**What you should do:** Could you show every line from the material below that contains the word "baseboard"?

**Data lines:**
_ _ _ _ _ _ _
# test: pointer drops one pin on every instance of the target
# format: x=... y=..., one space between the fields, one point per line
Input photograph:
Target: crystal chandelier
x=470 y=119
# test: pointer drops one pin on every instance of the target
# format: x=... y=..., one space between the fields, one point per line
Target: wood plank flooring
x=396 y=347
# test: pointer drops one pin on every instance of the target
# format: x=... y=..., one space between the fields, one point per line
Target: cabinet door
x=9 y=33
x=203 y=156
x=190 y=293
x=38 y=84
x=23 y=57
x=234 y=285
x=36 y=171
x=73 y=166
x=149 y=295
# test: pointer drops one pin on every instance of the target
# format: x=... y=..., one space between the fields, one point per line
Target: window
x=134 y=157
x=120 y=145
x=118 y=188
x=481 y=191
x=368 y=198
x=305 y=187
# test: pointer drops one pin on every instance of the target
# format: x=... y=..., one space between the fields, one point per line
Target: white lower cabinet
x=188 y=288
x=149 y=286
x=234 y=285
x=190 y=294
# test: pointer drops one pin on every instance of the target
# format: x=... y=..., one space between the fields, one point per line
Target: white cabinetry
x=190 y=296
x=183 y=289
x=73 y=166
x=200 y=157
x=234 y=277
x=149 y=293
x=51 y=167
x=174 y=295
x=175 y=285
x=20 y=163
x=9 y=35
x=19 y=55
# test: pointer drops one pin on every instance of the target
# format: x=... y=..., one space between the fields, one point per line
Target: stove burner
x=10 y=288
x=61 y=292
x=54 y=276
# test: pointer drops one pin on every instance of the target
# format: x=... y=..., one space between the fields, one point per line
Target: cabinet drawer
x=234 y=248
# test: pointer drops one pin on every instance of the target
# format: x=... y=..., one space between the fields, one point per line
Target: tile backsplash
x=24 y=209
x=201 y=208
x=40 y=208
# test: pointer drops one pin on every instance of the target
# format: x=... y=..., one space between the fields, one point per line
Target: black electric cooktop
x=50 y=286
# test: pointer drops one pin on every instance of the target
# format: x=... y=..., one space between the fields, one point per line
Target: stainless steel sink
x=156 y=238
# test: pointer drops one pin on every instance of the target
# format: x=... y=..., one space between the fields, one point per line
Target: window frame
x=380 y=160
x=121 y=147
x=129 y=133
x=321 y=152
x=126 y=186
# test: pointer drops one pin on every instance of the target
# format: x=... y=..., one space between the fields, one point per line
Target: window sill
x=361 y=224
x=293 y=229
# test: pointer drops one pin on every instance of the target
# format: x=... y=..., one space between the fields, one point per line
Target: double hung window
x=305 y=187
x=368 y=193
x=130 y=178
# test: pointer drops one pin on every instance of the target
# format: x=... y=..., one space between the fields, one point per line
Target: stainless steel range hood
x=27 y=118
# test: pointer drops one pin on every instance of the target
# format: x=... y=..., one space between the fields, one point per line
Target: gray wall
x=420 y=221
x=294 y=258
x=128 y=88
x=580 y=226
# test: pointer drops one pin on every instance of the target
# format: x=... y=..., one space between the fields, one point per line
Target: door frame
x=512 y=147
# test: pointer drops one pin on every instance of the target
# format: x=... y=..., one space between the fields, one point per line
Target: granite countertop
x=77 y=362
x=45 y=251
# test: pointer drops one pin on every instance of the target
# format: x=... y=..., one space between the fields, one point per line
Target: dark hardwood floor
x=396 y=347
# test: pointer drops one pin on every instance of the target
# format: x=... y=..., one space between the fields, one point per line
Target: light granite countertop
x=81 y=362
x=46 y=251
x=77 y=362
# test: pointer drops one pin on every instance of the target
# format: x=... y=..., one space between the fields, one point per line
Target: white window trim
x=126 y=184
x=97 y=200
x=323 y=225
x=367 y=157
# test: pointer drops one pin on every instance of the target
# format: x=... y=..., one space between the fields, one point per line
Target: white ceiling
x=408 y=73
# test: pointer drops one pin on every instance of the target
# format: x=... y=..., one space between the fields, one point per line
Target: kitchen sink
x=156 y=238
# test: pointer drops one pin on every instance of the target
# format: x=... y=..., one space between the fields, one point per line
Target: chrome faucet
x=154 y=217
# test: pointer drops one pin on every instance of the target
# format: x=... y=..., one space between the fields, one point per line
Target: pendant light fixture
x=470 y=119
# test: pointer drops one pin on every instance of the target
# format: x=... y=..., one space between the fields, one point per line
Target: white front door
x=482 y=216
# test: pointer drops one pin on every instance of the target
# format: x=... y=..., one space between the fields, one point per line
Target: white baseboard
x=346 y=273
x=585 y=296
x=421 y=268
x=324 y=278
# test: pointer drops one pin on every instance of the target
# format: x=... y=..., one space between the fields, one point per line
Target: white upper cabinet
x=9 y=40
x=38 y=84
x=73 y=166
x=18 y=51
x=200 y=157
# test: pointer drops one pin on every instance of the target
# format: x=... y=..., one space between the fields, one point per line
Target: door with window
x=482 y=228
_ _ _ _ _ _ _
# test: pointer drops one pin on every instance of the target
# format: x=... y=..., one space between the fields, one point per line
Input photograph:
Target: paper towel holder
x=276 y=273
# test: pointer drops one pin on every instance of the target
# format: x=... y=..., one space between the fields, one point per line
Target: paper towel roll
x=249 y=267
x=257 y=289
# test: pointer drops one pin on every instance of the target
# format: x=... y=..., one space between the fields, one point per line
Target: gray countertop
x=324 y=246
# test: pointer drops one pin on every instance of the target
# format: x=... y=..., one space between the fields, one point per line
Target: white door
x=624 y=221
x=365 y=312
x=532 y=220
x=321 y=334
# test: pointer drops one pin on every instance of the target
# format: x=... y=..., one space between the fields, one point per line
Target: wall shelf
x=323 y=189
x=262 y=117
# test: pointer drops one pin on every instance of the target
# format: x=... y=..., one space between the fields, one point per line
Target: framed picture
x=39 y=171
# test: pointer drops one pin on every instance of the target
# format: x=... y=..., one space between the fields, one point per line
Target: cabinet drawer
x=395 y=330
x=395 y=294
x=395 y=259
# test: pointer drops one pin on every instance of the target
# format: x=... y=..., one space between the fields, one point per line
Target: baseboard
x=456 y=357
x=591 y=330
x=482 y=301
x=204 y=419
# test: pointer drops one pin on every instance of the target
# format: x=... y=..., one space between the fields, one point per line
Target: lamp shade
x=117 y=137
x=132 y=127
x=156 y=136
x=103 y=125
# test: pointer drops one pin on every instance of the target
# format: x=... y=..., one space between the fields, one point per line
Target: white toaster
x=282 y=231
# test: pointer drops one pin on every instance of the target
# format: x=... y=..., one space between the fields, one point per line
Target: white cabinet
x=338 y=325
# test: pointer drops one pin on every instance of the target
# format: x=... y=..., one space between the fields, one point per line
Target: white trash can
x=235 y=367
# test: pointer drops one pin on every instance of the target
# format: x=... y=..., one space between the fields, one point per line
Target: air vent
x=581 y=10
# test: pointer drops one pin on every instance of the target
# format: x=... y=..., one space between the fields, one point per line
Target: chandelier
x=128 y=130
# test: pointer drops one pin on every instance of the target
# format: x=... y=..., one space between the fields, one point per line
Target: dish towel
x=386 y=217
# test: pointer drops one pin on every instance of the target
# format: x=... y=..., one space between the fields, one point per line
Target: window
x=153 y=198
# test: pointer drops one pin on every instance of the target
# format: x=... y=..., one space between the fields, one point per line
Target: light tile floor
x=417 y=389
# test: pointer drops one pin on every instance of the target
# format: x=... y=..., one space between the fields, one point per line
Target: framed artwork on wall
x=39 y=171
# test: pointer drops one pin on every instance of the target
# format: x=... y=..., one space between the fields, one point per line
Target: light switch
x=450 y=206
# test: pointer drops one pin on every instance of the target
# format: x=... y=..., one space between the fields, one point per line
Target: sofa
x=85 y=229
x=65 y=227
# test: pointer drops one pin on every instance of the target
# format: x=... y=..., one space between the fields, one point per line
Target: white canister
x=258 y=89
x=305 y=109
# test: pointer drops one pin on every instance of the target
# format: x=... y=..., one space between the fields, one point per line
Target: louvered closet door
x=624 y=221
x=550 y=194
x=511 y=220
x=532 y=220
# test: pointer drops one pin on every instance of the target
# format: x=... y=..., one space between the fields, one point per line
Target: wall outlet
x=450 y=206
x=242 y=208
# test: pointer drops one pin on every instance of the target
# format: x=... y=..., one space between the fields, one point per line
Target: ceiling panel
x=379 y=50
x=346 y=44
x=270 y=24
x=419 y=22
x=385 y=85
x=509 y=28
_ _ _ _ _ _ _
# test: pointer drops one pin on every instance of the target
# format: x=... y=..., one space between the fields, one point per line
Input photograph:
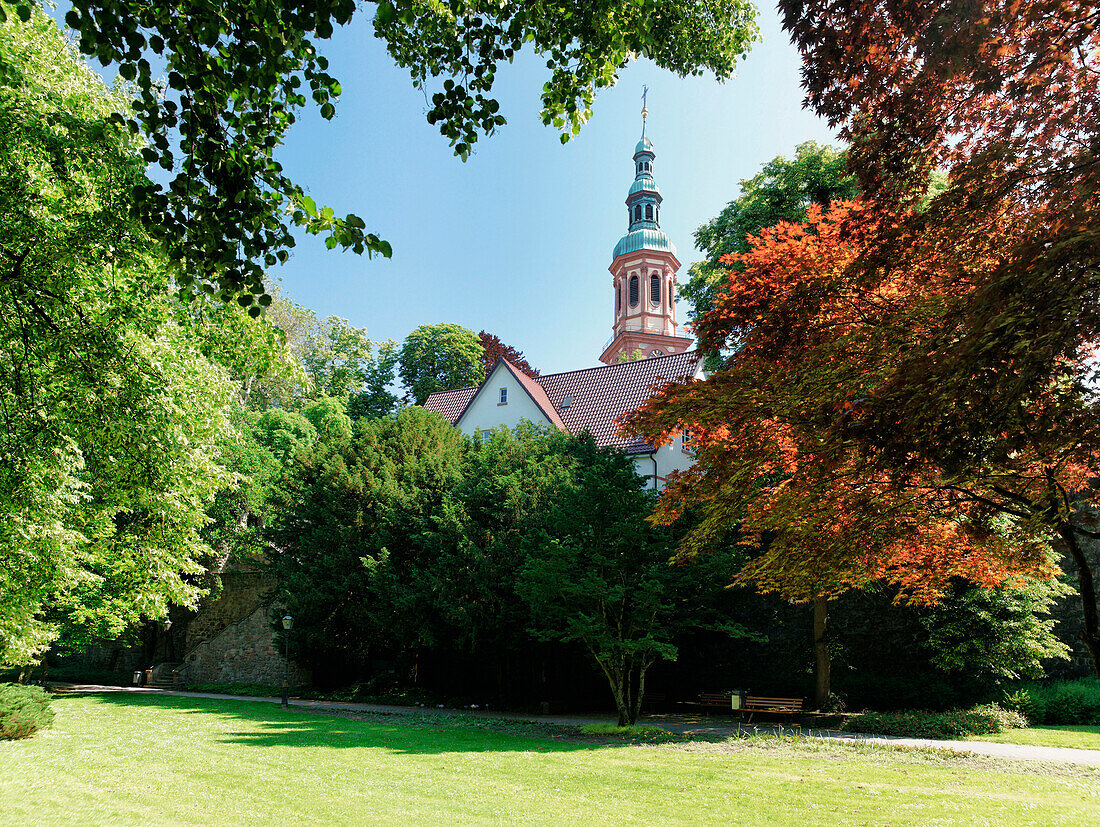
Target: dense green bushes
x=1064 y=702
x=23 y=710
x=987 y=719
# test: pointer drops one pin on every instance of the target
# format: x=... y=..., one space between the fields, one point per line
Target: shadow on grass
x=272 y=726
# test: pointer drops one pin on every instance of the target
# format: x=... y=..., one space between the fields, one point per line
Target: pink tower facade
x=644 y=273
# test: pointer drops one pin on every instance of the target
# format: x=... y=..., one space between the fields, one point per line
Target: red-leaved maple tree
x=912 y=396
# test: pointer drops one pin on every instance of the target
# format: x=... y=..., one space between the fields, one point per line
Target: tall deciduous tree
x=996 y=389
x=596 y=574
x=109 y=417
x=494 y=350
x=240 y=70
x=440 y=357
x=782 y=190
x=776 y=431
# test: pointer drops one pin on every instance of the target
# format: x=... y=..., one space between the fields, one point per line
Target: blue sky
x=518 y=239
_ _ _ _ _ _ _
**Result of this exercise:**
Target: white baseboard
Target: baseboard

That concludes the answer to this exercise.